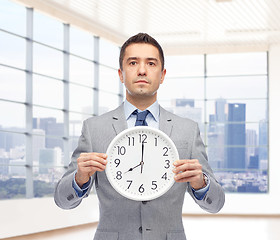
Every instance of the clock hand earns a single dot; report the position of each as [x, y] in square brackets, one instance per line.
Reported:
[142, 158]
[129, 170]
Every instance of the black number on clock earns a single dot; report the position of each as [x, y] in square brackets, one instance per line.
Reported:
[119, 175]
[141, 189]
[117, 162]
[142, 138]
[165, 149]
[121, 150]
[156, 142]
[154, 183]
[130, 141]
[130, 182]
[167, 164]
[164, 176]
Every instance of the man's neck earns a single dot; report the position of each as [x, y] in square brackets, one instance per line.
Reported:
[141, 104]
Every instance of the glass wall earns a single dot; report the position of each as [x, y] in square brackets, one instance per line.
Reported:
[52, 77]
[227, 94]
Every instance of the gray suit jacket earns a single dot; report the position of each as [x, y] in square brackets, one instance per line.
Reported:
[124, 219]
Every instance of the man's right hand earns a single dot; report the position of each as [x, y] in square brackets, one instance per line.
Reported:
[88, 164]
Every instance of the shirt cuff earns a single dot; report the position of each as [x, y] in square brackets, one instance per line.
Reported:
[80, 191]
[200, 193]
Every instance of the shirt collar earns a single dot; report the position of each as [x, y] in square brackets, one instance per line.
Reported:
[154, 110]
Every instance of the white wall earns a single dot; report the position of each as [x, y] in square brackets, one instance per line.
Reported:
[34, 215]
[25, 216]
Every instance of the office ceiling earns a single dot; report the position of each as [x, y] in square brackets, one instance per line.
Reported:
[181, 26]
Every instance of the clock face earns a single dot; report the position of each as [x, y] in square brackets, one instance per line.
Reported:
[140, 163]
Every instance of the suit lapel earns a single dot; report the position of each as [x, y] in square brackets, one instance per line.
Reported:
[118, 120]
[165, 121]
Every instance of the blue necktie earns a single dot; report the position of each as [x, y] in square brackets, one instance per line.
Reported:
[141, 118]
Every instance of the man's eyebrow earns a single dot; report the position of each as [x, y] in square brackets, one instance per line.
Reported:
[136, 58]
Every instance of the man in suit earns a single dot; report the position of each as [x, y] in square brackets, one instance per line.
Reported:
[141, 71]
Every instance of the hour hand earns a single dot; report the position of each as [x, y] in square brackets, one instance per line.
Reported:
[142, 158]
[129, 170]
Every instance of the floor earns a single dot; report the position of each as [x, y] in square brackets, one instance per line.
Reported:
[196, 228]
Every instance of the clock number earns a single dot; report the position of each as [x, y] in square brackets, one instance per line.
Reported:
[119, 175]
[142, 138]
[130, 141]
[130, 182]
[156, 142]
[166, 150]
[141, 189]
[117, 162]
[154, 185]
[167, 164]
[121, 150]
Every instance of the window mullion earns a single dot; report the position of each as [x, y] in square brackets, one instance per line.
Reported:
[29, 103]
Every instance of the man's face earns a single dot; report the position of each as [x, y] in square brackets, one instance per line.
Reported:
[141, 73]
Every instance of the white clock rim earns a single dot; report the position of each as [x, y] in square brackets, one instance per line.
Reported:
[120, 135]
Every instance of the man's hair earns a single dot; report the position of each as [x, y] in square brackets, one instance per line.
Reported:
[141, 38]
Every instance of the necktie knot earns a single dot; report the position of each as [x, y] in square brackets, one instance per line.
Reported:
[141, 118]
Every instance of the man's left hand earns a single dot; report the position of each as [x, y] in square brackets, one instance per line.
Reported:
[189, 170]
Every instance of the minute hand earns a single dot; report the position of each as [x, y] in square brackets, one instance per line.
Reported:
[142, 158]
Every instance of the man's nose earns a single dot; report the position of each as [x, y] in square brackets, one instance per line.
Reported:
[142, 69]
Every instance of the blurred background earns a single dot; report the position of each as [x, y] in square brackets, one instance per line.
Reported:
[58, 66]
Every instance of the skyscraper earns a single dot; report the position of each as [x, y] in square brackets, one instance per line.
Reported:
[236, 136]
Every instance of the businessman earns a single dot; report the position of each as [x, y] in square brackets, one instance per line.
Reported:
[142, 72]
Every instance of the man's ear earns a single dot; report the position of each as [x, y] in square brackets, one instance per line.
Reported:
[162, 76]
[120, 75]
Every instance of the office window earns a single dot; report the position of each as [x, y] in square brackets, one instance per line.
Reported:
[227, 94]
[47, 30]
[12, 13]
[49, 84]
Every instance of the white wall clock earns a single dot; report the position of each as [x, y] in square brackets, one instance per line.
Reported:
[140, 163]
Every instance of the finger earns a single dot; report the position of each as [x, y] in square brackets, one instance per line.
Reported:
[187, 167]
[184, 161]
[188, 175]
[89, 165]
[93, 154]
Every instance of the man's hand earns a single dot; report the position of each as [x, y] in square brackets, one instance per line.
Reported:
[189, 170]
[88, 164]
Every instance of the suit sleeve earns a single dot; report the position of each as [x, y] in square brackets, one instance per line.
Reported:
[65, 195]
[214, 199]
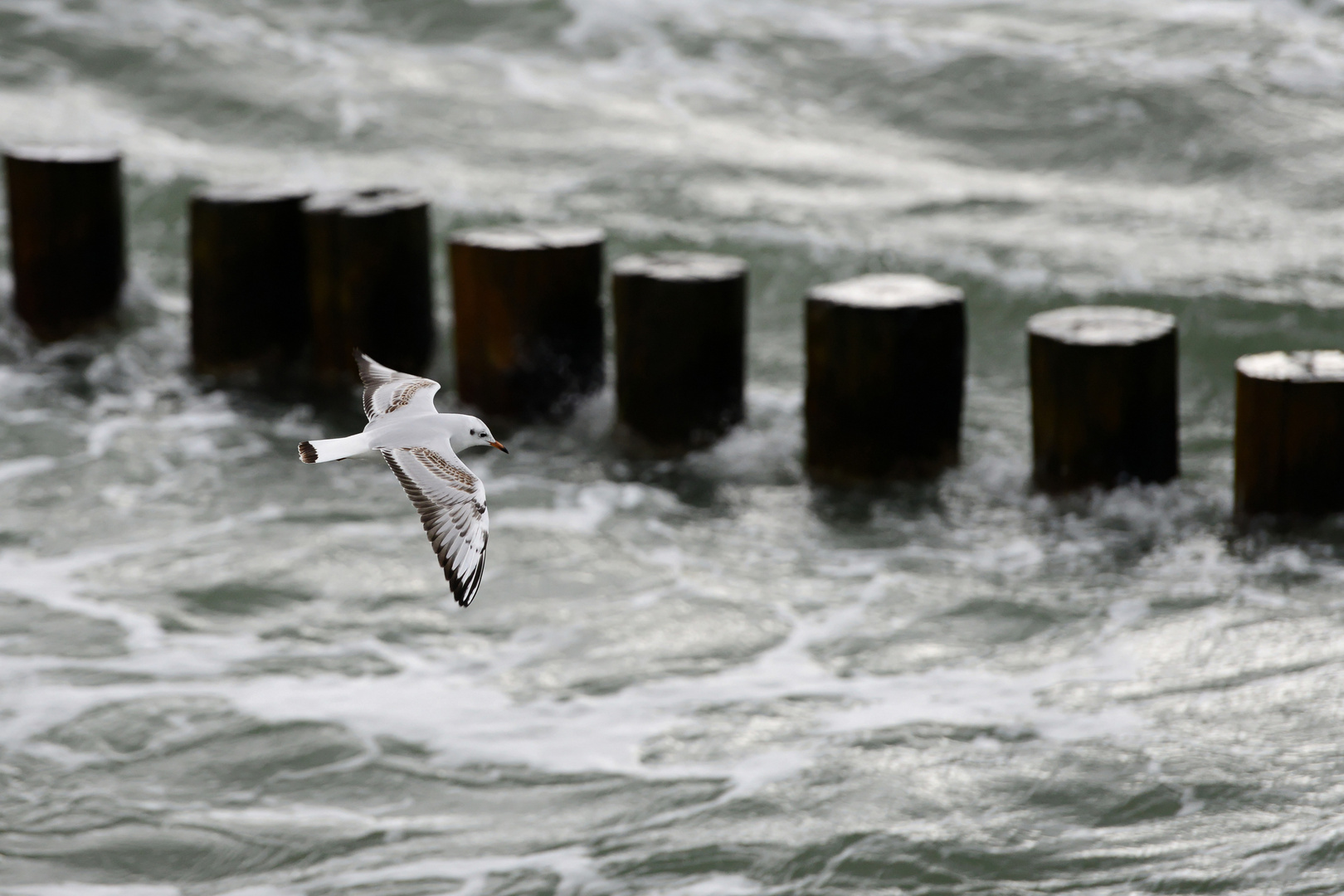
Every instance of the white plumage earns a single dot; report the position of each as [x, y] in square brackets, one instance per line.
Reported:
---
-- Required work --
Render the whole listing above as a Markdown table with two columns, Row and Entry, putting each line in its own numbered row. Leave out blank lines and the picture lines.

-- Answer to this task --
| Row | Entry |
|---|---|
| 1 | Every instance of the clock hand earns a single dot; report the position of each as [x, y] in square brackets, one instance per line. |
| 2 | Reported: |
| 3 | [142, 158] |
| 4 | [129, 170] |
| 5 | Every instance of the black number on clock earns a single dot; report the position of each as [x, y] in square brackets, one instance per line. |
| 6 | Reported: |
| 7 | [119, 175] |
| 8 | [141, 189] |
| 9 | [117, 162] |
| 10 | [142, 138] |
| 11 | [165, 149] |
| 12 | [121, 150] |
| 13 | [156, 142] |
| 14 | [154, 183] |
| 15 | [130, 141] |
| 16 | [130, 182] |
| 17 | [167, 164] |
| 18 | [164, 176] |
| 19 | Every instance of the man's neck earns a single dot; report the position of each as [x, y] in square brackets, one instance per line. |
| 20 | Reported: |
| 21 | [141, 104] |
| 22 | Every instance of the glass wall earns a single dot; report the position of each as [x, y] in square brackets, one instance per line. |
| 23 | Reported: |
| 24 | [52, 77] |
| 25 | [227, 94] |
| 26 | Every instance of the gray suit jacket earns a single dot; report the position of each as [x, y] in square brackets, one instance per line. |
| 27 | Reported: |
| 28 | [124, 219] |
| 29 | Every instance of the man's right hand earns a single dot; report the position of each as [x, y] in square brackets, one instance per line. |
| 30 | Reported: |
| 31 | [88, 164] |
| 32 | Every instance of the shirt cuff earns a single dot; report the position of each as [x, y] in square brackets, one instance per line. |
| 33 | Reported: |
| 34 | [80, 191] |
| 35 | [200, 193] |
| 36 | Every instance of the shirt collar earns a single dot; report the position of each as [x, y] in square brackets, one instance per line. |
| 37 | Reported: |
| 38 | [154, 110] |
| 39 | Every instance of the white wall earns a single dot; report the position of each as [x, y] in square brackets, one instance per line. |
| 40 | Reported: |
| 41 | [34, 215] |
| 42 | [25, 216] |
| 43 | Every instance of the office ceiling earns a single dot; report the position of each as [x, y] in square brackets, one instance per line. |
| 44 | Reported: |
| 45 | [181, 26] |
| 46 | Every instance of the clock face earns a single dot; report the position of each as [x, y] in square brackets, one instance per line. |
| 47 | Reported: |
| 48 | [140, 163] |
| 49 | Every instance of the suit lapel earns a single dot; report the position of each as [x, y] in square brackets, one instance per line. |
| 50 | Reported: |
| 51 | [118, 120] |
| 52 | [165, 121] |
| 53 | Every instance of the blue necktie earns a single dot; report the position of each as [x, y] in square brackets, one instance per line. |
| 54 | Reported: |
| 55 | [141, 118] |
| 56 | Every instance of the man's eyebrow earns a single dot; report the position of each as [x, y] in square brackets, one instance per line. |
| 57 | Reported: |
| 58 | [136, 58] |
| 59 | Every instance of the man in suit earns a single dot; report the position of each as [x, y] in square brackets, one instance per line. |
| 60 | Reported: |
| 61 | [141, 71] |
| 62 | Every instance of the hour hand earns a single dot; report the position of each as [x, y] in square brackets, one instance per line. |
| 63 | Reported: |
| 64 | [142, 158] |
| 65 | [129, 170] |
| 66 | Every instance of the floor earns a single dot; report the position of each as [x, y] in square brackets, one instance per line. |
| 67 | Reported: |
| 68 | [196, 228] |
| 69 | Every instance of the clock number earns a single dot; report the position of each as [x, y] in square brackets, one instance per line. |
| 70 | Reported: |
| 71 | [119, 175] |
| 72 | [142, 138] |
| 73 | [130, 141] |
| 74 | [130, 182] |
| 75 | [156, 142] |
| 76 | [166, 150] |
| 77 | [141, 189] |
| 78 | [117, 162] |
| 79 | [154, 185] |
| 80 | [167, 164] |
| 81 | [121, 150] |
| 82 | Every instance of the window mullion earns a single dot; report the position of each as [x, y] in square brackets, one instance per line. |
| 83 | Reported: |
| 84 | [29, 103] |
| 85 | Every instance of the man's face earns a single dot; report the position of each as [x, y] in square brackets, one instance per line. |
| 86 | Reported: |
| 87 | [141, 73] |
| 88 | Every instance of the white clock rim earns a single dot; report the position of each as [x, y] in square brackets, one instance per line. |
| 89 | Reported: |
| 90 | [120, 135] |
| 91 | Every instance of the man's hair earns a single dot; report the position of each as [x, y] in square brackets, one instance per line. |
| 92 | Reported: |
| 93 | [141, 38] |
| 94 | Every instance of the necktie knot earns a single dot; report the position of each as [x, y] in square brackets, one instance per line. |
| 95 | Reported: |
| 96 | [141, 118] |
| 97 | Every instance of the man's left hand earns a single dot; report the position of each as [x, y] in square brackets, one instance per line. |
| 98 | Reported: |
| 99 | [189, 170] |
| 100 | Every instance of the minute hand earns a single dot; report the position of each as [x, y] in square brackets, one instance per line. |
| 101 | Reported: |
| 102 | [142, 158] |
| 103 | Every instance of the man's nose earns a single dot; report the position of each as [x, y] in square brackets, one instance per line. |
| 104 | Reported: |
| 105 | [142, 69] |
| 106 | Every instance of the blurred background earns a single dot; report the position of each as [x, y] in square brackets, one instance per line. |
| 107 | Reported: |
| 108 | [58, 66] |
| 109 | Every instance of the skyscraper earns a single dot; report the position of each as [x, y] in square brackets, one instance per line. |
| 110 | Reported: |
| 111 | [236, 136] |
| 112 | Every instance of the businessman earns a single dot; report the position of each as [x, y] in square brackets, one instance per line. |
| 113 | Reported: |
| 114 | [142, 72] |
| 115 | Every instance of the man's ear earns a single dot; report the position of each as [x, y] in square brackets, one instance per line. |
| 116 | Reported: |
| 117 | [162, 76] |
| 118 | [120, 75] |
| 119 | Every instance of the office window earns a single dot; report the position of each as [x, y] in square brackets, one instance per line. |
| 120 | Reported: |
| 121 | [227, 94] |
| 122 | [47, 30] |
| 123 | [12, 13] |
| 124 | [49, 84] |
| 125 | Every instance of the white wall clock earns a single dot; report the position of each as [x, y] in square brackets, one instance per line. |
| 126 | Reported: |
| 127 | [140, 163] |
| 128 | Every instance of the finger earns a single dot; report the position of each as [x, y] in square brackets, one instance per line. |
| 129 | Reported: |
| 130 | [187, 167] |
| 131 | [184, 161] |
| 132 | [188, 175] |
| 133 | [89, 165] |
| 134 | [93, 154] |
| 135 | Every instance of the man's hand earns a single dot; report the position of each as [x, y] in square brackets, one instance per line. |
| 136 | Reported: |
| 137 | [189, 170] |
| 138 | [88, 164] |
| 139 | Every instance of the suit sleeve earns a single dot; report the position of each as [x, y] in square brackets, one instance per line. |
| 140 | Reported: |
| 141 | [65, 195] |
| 142 | [214, 199] |
| 143 | Every instance of the white plumage earns a single dot; report the position of each as [x, y] in square brackets, one instance per line. |
| 144 | Reported: |